**Exercise details:** Please lay out the material below as a numbered list, leaving out any blank lines.

**Excerpted data:**

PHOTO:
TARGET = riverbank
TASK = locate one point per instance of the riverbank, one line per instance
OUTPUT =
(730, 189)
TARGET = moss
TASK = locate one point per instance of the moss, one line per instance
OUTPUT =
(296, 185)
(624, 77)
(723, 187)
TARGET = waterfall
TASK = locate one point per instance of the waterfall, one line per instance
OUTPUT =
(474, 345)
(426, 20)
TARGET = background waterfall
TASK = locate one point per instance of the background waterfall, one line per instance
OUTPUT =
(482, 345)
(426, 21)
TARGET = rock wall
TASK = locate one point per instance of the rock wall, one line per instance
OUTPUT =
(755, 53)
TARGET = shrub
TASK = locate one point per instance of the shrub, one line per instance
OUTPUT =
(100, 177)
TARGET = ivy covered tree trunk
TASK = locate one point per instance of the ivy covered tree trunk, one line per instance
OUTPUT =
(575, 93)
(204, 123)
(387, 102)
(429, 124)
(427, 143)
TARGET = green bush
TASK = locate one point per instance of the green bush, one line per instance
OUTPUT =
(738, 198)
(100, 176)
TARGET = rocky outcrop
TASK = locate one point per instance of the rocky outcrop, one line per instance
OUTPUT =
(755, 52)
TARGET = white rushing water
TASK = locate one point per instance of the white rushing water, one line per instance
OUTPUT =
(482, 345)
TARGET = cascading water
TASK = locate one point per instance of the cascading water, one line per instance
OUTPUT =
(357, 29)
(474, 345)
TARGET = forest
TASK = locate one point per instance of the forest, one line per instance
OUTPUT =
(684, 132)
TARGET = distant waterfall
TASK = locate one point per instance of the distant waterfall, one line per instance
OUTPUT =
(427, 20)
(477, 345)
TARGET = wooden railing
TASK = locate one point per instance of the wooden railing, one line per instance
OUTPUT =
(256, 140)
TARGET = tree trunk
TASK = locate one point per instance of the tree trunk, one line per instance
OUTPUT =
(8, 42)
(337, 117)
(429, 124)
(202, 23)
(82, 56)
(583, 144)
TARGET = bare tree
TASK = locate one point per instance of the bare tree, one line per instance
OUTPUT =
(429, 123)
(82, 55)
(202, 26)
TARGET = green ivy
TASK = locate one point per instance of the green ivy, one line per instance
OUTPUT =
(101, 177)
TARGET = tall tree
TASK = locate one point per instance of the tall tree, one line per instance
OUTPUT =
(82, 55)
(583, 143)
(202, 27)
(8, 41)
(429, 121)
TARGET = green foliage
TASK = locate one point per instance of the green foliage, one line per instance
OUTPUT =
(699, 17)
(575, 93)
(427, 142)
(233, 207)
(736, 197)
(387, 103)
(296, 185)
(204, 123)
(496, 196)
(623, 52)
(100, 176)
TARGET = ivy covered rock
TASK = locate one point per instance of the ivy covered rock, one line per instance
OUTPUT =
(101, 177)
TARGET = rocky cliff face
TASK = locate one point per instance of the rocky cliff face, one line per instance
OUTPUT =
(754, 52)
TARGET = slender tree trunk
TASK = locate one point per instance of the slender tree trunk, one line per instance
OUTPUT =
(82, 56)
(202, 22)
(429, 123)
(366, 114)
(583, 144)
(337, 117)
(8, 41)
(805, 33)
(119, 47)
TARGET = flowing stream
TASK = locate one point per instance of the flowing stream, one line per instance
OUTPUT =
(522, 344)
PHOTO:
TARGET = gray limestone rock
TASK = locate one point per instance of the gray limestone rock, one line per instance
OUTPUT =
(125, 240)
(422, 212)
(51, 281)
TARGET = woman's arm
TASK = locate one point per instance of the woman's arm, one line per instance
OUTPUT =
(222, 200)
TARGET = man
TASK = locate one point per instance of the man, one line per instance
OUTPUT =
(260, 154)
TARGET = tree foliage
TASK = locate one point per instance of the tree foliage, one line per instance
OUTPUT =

**Response for this exercise:**
1. PHOTO:
2. TARGET = riverbank
3. TASK = locate one point per instance of the riverbank, one line per instance
4. OUTPUT =
5. (730, 189)
6. TARGET = moss
7. TASK = locate one point per instance of the moss, one line per instance
8. OUTPUT =
9. (296, 185)
10. (624, 77)
11. (723, 187)
12. TARGET = waterfall
13. TASK = locate one point per instance of the waterfall, one line per instance
14. OUTPUT =
15. (474, 345)
16. (426, 20)
17. TARGET = background waterfall
18. TASK = locate one point per instance of the background waterfall, one line per instance
19. OUTPUT =
20. (482, 345)
21. (426, 21)
22. TARGET = rock wall
23. TASK = locate one point per instance of the rock wall, one line per instance
24. OUTPUT =
25. (755, 53)
26. TARGET = shrub
27. TASK = locate one point per instance of the shrub, one line per instance
28. OUTPUT =
29. (100, 177)
30. TARGET = ivy covered tree trunk
31. TASK = locate one point per instance of the ivy covered tree trunk, one line per instance
32. OUTPUT =
33. (575, 93)
34. (204, 123)
35. (387, 102)
36. (429, 124)
37. (427, 143)
38. TARGET = green bush
39. TASK = locate one point per instance of the green bush, one line per instance
40. OUTPUT =
41. (738, 198)
42. (100, 176)
43. TARGET = rocky outcrop
44. TASK = locate one point per instance of the rocky outcrop, one line per instance
45. OUTPUT =
46. (755, 52)
47. TARGET = white rushing water
48. TASK = locate one point per instance of the white rushing water, one line per instance
49. OUTPUT =
50. (482, 345)
51. TARGET = cascading water
52. TASK = locate one point per instance of the cascading water, one line per instance
53. OUTPUT =
54. (357, 29)
55. (474, 345)
56. TARGET = forest
57. TASK = locate one point per instance of the forest, one line per instance
58. OUTPUT =
59. (684, 132)
60. TARGET = distant waterfall
61. TASK = locate one point per instance of the distant waterfall, one line per instance
62. OUTPUT =
63. (427, 20)
64. (477, 345)
65. TARGET = wooden railing
66. TASK = locate one point per instance of the wooden railing, one line per instance
67. OUTPUT =
68. (256, 140)
69. TARGET = tree trunk
70. TASK = locate one point per instance of the tree trunk, one line per instance
71. OUTPUT =
72. (8, 42)
73. (337, 117)
74. (429, 124)
75. (202, 23)
76. (82, 56)
77. (583, 144)
78. TARGET = bare tree
79. TASK = locate one point per instance of the bare tree, one line per instance
80. OUTPUT =
81. (429, 123)
82. (82, 55)
83. (202, 26)
84. TARGET = green ivy
85. TASK = locate one point per instance of the green ivy, one line per instance
86. OUTPUT =
87. (101, 177)
88. TARGET = tall tree
89. TASK = locate one point per instance of the tall tree, one line per instance
90. OUTPUT =
91. (82, 55)
92. (583, 143)
93. (202, 27)
94. (8, 41)
95. (429, 121)
96. TARGET = green foliage
97. TASK = locate one point per instance of the green foliage, one line per instance
98. OUTPUT =
99. (699, 17)
100. (575, 93)
101. (427, 142)
102. (233, 207)
103. (736, 197)
104. (387, 103)
105. (296, 185)
106. (204, 123)
107. (496, 196)
108. (623, 52)
109. (100, 176)
110. TARGET = ivy covered rock
111. TASK = locate one point per instance of the ivy covered rock, one line per instance
112. OUTPUT =
113. (101, 177)
114. TARGET = rocky cliff face
115. TASK = locate one point per instance of the rocky cliff face, one line per instance
116. OUTPUT =
117. (754, 52)
118. TARGET = slender tree trunk
119. TASK = locate one point per instance of the slender tree trunk, one line per instance
120. OUTPUT =
121. (82, 56)
122. (202, 22)
123. (429, 123)
124. (366, 114)
125. (583, 144)
126. (337, 117)
127. (8, 41)
128. (805, 33)
129. (119, 47)
130. TARGET = flowing stream
131. TASK = locate one point per instance of the flowing stream, one line per instance
132. OUTPUT =
133. (522, 344)
134. PHOTO:
135. TARGET = gray limestone rock
136. TASK = locate one point per instance of the gray limestone rock, one line per instance
137. OUTPUT =
138. (125, 240)
139. (422, 212)
140. (51, 281)
141. TARGET = woman's arm
142. TASK = locate one point per instance of the woman's arm, one line per instance
143. OUTPUT =
144. (222, 200)
145. TARGET = man
146. TASK = locate one point per instance of the man, one line per instance
147. OUTPUT =
148. (260, 154)
149. TARGET = tree foliage
150. TASK = locate one point per instance of the tree foliage, one line per instance
151. OUTPUT =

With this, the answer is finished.